(Saved entries)
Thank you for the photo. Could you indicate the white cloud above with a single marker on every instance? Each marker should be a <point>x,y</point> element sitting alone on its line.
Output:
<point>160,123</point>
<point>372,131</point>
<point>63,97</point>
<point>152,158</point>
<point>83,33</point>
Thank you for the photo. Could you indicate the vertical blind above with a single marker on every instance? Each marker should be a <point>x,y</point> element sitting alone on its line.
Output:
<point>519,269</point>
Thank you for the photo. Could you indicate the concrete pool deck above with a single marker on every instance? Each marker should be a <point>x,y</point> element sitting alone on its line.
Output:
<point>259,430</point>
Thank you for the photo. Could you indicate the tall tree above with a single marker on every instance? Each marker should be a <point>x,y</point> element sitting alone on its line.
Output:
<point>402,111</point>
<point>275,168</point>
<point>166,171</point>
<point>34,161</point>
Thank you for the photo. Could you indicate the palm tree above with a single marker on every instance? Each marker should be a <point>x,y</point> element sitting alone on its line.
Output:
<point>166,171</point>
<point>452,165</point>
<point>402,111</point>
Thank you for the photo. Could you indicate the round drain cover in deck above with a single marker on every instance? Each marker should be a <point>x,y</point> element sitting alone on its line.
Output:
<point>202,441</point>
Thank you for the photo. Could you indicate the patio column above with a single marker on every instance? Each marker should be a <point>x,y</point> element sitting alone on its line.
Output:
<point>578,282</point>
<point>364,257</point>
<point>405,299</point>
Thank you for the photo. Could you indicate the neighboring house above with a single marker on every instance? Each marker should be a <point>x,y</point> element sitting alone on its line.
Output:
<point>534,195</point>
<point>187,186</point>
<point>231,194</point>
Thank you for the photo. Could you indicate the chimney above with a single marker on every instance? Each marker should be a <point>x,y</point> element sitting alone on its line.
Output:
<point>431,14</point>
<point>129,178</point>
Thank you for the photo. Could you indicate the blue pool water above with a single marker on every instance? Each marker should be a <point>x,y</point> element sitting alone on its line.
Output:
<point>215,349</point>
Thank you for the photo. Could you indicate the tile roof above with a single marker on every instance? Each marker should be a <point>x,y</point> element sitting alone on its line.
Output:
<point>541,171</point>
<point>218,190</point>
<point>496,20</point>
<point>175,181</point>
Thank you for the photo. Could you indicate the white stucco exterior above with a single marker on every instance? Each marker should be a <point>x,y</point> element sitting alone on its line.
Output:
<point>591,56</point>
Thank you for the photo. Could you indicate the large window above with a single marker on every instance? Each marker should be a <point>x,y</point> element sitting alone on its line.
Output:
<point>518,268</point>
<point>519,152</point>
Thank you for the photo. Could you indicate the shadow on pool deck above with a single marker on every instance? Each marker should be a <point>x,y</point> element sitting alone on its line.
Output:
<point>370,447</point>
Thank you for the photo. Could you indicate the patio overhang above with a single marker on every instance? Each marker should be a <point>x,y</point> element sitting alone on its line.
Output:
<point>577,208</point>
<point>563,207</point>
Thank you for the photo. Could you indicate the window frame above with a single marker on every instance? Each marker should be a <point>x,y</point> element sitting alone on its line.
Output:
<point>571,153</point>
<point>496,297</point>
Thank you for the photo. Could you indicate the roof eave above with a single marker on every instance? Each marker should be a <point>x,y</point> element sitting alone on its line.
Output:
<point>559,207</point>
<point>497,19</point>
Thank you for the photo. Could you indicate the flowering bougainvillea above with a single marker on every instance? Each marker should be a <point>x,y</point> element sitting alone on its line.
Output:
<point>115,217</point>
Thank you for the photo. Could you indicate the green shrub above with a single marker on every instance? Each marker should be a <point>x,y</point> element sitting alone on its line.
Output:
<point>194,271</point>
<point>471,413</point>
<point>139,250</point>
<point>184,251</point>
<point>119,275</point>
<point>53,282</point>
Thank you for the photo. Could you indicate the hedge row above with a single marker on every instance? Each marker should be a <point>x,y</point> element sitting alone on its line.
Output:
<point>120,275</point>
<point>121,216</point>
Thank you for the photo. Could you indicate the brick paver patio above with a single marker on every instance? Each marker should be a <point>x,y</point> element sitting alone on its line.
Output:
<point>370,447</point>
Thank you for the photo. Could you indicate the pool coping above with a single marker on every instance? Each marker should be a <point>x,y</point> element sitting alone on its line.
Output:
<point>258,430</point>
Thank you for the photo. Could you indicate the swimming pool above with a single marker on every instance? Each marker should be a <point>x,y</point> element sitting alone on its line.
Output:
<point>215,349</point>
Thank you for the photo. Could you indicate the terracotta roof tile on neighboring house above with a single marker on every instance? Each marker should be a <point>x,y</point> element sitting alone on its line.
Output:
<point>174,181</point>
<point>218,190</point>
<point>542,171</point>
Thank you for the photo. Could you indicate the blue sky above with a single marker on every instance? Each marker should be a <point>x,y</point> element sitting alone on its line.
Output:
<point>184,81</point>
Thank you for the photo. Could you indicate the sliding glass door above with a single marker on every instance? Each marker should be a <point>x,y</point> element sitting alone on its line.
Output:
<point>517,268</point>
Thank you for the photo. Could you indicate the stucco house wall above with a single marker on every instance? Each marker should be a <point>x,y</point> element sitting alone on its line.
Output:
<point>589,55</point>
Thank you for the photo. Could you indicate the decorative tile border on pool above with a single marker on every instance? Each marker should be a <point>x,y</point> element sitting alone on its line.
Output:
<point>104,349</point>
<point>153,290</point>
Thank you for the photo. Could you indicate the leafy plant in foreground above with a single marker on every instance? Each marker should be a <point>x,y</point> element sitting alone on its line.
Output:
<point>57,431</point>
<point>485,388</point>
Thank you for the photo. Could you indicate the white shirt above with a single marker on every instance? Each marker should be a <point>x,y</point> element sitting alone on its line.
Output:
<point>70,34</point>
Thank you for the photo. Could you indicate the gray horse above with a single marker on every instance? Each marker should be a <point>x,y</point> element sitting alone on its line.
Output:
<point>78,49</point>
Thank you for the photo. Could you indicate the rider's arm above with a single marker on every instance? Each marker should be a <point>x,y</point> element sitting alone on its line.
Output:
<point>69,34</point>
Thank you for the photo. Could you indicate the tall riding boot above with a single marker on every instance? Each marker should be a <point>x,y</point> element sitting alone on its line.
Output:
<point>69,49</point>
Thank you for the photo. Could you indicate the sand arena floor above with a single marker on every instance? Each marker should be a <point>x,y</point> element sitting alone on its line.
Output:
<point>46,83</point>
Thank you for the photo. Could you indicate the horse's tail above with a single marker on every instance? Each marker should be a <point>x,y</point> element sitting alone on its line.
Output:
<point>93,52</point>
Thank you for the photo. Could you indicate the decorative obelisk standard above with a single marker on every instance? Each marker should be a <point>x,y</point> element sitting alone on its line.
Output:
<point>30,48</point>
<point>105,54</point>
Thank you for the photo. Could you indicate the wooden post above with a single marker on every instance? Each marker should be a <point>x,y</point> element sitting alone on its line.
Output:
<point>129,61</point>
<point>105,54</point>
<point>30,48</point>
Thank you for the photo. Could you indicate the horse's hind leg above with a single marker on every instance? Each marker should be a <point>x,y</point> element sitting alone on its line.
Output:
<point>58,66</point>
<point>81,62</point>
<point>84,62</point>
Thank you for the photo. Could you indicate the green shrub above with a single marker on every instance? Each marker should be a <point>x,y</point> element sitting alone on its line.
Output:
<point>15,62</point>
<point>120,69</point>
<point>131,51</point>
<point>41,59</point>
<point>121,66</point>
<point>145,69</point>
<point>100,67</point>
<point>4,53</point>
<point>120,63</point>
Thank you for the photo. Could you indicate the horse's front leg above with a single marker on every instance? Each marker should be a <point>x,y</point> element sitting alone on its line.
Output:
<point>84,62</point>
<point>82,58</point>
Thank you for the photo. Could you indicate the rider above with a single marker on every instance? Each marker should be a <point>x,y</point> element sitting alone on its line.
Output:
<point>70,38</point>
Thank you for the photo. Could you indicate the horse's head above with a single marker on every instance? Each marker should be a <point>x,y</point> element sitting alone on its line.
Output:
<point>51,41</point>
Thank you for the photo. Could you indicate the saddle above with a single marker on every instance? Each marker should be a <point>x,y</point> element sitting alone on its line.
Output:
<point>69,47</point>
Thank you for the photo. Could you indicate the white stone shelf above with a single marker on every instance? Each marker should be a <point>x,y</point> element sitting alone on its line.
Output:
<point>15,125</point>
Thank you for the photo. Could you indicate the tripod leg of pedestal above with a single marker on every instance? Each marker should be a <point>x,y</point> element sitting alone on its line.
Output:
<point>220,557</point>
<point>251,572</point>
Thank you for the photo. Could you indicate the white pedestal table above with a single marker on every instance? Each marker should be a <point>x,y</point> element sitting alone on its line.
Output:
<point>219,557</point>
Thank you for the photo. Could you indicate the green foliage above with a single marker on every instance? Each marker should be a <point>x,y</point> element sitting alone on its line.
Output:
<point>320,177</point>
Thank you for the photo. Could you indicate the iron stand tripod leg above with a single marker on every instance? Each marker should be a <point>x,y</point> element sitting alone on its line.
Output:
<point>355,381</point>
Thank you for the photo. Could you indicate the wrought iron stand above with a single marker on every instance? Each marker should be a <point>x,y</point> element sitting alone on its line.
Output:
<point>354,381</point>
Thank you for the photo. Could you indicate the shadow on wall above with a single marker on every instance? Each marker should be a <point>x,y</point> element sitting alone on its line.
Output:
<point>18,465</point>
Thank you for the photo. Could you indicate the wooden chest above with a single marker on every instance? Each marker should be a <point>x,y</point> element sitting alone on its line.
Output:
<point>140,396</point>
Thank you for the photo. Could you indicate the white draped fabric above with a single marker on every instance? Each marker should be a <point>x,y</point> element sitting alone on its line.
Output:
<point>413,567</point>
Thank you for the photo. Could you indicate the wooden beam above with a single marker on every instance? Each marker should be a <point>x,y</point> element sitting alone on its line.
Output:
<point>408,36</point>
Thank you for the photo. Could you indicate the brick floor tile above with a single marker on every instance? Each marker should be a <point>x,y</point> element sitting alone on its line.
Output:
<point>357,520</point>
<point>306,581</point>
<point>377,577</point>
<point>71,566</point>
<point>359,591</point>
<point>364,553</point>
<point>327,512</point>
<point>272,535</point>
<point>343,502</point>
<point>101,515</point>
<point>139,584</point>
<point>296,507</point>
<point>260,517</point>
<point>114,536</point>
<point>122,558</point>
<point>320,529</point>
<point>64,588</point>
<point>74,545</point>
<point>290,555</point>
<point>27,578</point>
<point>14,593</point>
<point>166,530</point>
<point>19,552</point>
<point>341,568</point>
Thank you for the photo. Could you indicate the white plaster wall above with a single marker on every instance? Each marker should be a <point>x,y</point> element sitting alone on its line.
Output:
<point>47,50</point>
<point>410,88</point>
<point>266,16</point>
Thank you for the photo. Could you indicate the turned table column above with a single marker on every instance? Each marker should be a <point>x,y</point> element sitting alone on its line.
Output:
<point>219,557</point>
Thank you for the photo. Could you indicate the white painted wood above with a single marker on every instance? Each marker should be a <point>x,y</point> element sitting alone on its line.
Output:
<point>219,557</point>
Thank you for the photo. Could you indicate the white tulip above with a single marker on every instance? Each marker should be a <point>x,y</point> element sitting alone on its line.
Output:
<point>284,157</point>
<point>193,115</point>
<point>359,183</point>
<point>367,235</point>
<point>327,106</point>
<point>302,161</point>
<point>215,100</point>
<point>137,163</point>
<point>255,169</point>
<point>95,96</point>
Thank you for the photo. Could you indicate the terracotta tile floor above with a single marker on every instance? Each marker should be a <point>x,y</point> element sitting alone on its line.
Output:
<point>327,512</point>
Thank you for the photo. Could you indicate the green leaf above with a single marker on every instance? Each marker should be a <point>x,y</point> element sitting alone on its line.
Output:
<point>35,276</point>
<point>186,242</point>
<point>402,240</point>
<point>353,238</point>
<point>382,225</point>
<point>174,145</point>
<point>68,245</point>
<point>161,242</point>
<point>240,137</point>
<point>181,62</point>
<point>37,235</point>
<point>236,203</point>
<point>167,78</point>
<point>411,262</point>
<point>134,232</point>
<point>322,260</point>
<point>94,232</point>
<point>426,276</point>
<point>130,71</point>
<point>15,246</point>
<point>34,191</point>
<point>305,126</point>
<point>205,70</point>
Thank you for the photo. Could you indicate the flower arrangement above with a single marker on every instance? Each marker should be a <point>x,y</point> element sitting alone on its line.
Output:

▸ About this task
Each line of the data in which the string "horse" appears needs to be copied.

▸ Worked solution
Thank you for the photo. Could you indicate the gray horse above with a single marker on every instance? Each marker should be a <point>x,y</point> element sitting alone on its line.
Thank you for the photo. Could you indicate the horse's tail above with a single marker on every instance? Each marker should be a <point>x,y</point> element sitting alone on its line.
Thank you for the photo. Could you indicate the horse's hind leg above with a single marker on every instance? Each marker should be a <point>x,y</point> element sitting alone on its line.
Thank you for the photo. Could you indicate the horse's front leg above with a single marker on every instance? Each marker should be a <point>x,y</point> element sitting alone on its line.
Thank you for the photo. Could you indicate the horse's head above with a single marker on every instance? Each marker should be a <point>x,y</point> element sitting alone on its line.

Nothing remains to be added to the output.